- Extract to read -
* * * * *

As of March 18, 2005 we had 6 wells in process of drilling and/or
completing.
Office Facilities
Our executive and administrative offices are located at 500 North Loop
1604 East, Suite 100, San Antonio, Texas 78232, consisting of approximately
12,650 square feet leased until April 2006 at an aggregate base rate of $20,787
per month. We also have an office in Midland, Texas consisting of 570 square
feet leased through February 2006 at an aggregate base rate of $380 per month.
Other Properties
We own 10 acres of land, an office building, workshop, warehouse and
house in Sinton, Texas, 2.8 acres of land, an office building in Scurry County,
Texas, 600 acres of fee land in Scurry County, Texas and 160 acres of land in
Coke County, Texas. All of these properties are used for the storage of tubulars
and production equipment. We also own 23 vehicles which are used in the field by
employees. We own 2 workover rigs, which are used for servicing our wells.
Item 3. Legal Proceedings
In 2001, Abraxas and a limited partnership, of which Wamsutter
Holdings, Inc. is the general partner (the "Partnership"), were named in a
lawsuit filed in U.S. District Court in the District of Wyoming. The claim
asserted breach of contract, fraud and negligent misrepresentation by Abraxas
and the Partnership related to the responsibility for year 2000 ad valorem taxes
on crude oil and natural gas properties sold by Abraxas and the Partnership. In
February 2002, a summary judgment was granted to the plaintiff in this matter
and a final judgment in the amount of $1.3 million was entered. Abraxas and the
Partnership appealed the District Court's judgment and on November 3, 2004, the
U.S. Court of Appeals for the 10th Circuit affirmed the District Court's
decision. On December 14, 2004, the U.S. Court of Appeals for the 10th Circuit
entered a mandate for the District Court to enforce the judgment. As of December
27, 2004, the final judgment amount was approximately $1.55 million (which
includes accrued and unpaid interest since February 2002). Abraxas has decided
not to pursue further appeals and subsequent to December 31, 2004 has paid its
portion of the final judgment, approximately $1 million, for which Abraxas had
previously established a reserve.
22
Additionally, from time to time, Abraxas is involved in litigation
relating to claims arising out of its operations in the normal course of
business. At December 31, 2004, Abraxas was not engaged in any legal proceedings
that are expected, individually or in the aggregate, to have a material adverse
effect on Abraxas.
Item 4. Submission of Matters to a Vote of Security Holders
No matter was submitted to a vote of our security holders during the
fourth quarter of the fiscal year ended December 31, 2004.
Item 4A. Executive Officers of Abraxas
Certain information is set forth below concerning our executive
officers, each of whom has been selected to serve until the 2005 annual meeting
of shareholders and until his successor is duly elected and qualified.

* * * * *

- Raw records -
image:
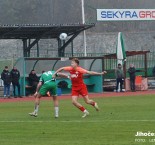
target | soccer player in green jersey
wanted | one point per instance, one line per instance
(46, 84)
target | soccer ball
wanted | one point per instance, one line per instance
(63, 36)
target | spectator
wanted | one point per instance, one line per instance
(33, 80)
(119, 77)
(15, 81)
(6, 77)
(153, 71)
(132, 74)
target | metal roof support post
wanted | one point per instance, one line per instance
(145, 63)
(24, 47)
(38, 49)
(72, 48)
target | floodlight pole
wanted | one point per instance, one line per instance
(84, 32)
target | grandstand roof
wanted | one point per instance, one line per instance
(128, 53)
(42, 31)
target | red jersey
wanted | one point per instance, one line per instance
(76, 75)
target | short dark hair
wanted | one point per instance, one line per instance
(76, 60)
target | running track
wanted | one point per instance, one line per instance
(91, 95)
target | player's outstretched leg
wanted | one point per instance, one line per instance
(36, 106)
(91, 102)
(79, 106)
(56, 106)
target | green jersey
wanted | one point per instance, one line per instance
(47, 77)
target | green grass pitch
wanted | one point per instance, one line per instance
(117, 122)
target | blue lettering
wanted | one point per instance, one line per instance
(103, 14)
(115, 14)
(128, 14)
(134, 14)
(121, 14)
(109, 14)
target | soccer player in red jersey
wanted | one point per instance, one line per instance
(78, 86)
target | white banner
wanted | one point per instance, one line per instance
(125, 14)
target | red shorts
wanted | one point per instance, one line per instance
(79, 90)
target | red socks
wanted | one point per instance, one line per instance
(93, 103)
(82, 108)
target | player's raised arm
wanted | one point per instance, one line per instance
(61, 69)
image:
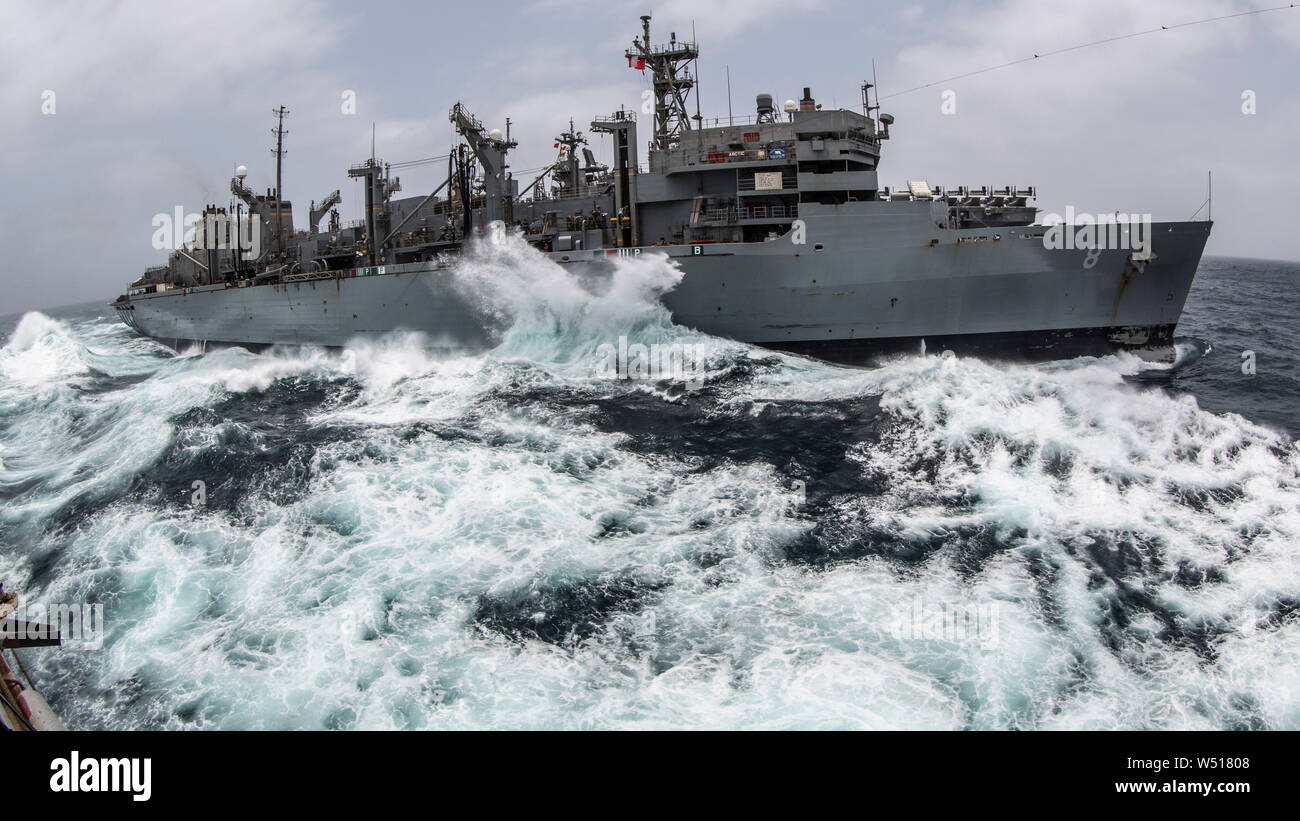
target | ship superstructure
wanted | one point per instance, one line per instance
(779, 222)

* * * * *

- Problems to solve -
(1) According to the Abraxas filing excerpt, how large is the office in Midland, Texas?
(2) In the Abraxas filing excerpt, turn the paragraph beginning "We own 10 acres of land" into a short list that keeps its main facts.
(3) Pick up the Abraxas filing excerpt after its final sentence and write the next part.

- Answers for this exercise -
(1) It is 570 square feet.

(2)
- Sinton, Texas: 10 acres of land, an office building, workshop, warehouse and house
- Scurry County, Texas: 2.8 acres of land with an office building, plus 600 acres of fee land
- Coke County, Texas: 160 acres of land
- All of these properties are used to store tubulars and production equipment.
- 23 vehicles, used in the field by employees
- 2 workover rigs, used for servicing the company's wells

(3)
Robert L. G. Watson, age 54, has served as Chairman of the Board,
President, Chief Executive Officer and a director of Abraxas since 1977. Since
May 1996, Mr. Watson has also served as Chairman of the Board and a director of
Grey Wolf. Prior to joining Abraxas, Mr. Watson was employed in various
petroleum engineering positions with Tesoro Petroleum Corporation, a natural gas
and crude oil exploration and production company, from 1972 through 1977, and
DeGolyer and McNaughton, an independent petroleum engineering firm, from 1970 to
1972. Mr. Watson received a Bachelor of Science degree in Mechanical Engineering
from Southern Methodist University in 1972 and a Master of Business
Administration degree from the University of Texas at San Antonio in 1974.
Chris E. Williford, age 53, was elected Vice President, Treasurer and
Chief Financial Officer of Abraxas in January 1993, and as Executive Vice
President and a director of Abraxas in May 1993. In December 1999, Mr. Williford
resigned as a director of Abraxas. Prior to joining Abraxas, Mr. Williford was
Chief Financial Officer of American Natural Energy Corporation, a natural gas
and crude oil exploration and production company, from July 1989 to December
1992 and President of Clark Resources Corp., a natural gas and crude oil
exploration and production company, from January 1987 to May 1989. Mr. Williford
received a Bachelor of Science degree in Business Administration from Pittsburgh
State University in 1973.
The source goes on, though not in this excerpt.